(Given passage Opens)

But even that theory could not account for the situation at the Amoy Gardens, a thirty-three-floor housing project in Hong Kong. In March 2003 clusters of people who had never met one another became infected. By the end of that month, three hundred people had become infected with SARS, and researchers scrambled to find an explanation for the rapid transmission of the disease. Said one WHO researcher in mid-March, "There is something going on—a form of transmission we don't understand."36

Some doctors in Hong Kong were frustrated by their inability to pinpoint the method of infection. They worried that the disease might even be spread through heating and cooling vents from one apartment to another. If that disturbing theory were true, it would be almost impossible to protect oneself from SARS if anyone in the building had it.

A more plausible theory was put forward in April. Researchers learned that a kidney patient left a Hong Kong hospital and visited his brother at the Amoy Gardens. Without realizing it, the kidney patient had become infected with SARS at the hospital, where many early SARS patients were treated. While at his brother's apartment, the infected man suffered from bouts of diarrhea, and used the toilet frequently. Researchers believe that it is possible that the SARS virus was spread throughout the Amoy Gardens by the man's feces.

(Given passage Closes)
(Given data Opens)

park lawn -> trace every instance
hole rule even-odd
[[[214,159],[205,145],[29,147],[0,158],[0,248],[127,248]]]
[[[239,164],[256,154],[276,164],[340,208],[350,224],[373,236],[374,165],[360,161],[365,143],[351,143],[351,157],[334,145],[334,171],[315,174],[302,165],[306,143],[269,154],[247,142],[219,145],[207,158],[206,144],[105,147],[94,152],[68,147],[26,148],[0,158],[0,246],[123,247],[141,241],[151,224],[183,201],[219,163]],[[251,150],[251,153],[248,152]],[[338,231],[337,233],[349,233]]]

(Given data Closes)

▸ Work order: From the passage about SARS at the Amoy Gardens, copy out word for word the part starting at "But even that" and ending at "building had it.".

▸ Result:
But even that theory could not account for the situation at the Amoy Gardens, a thirty-three-floor housing project in Hong Kong. In March 2003 clusters of people who had never met one another became infected. By the end of that month, three hundred people had become infected with SARS, and researchers scrambled to find an explanation for the rapid transmission of the disease. Said one WHO researcher in mid-March, "There is something going on—a form of transmission we don't understand."36

Some doctors in Hong Kong were frustrated by their inability to pinpoint the method of infection. They worried that the disease might even be spread through heating and cooling vents from one apartment to another. If that disturbing theory were true, it would be almost impossible to protect oneself from SARS if anyone in the building had it.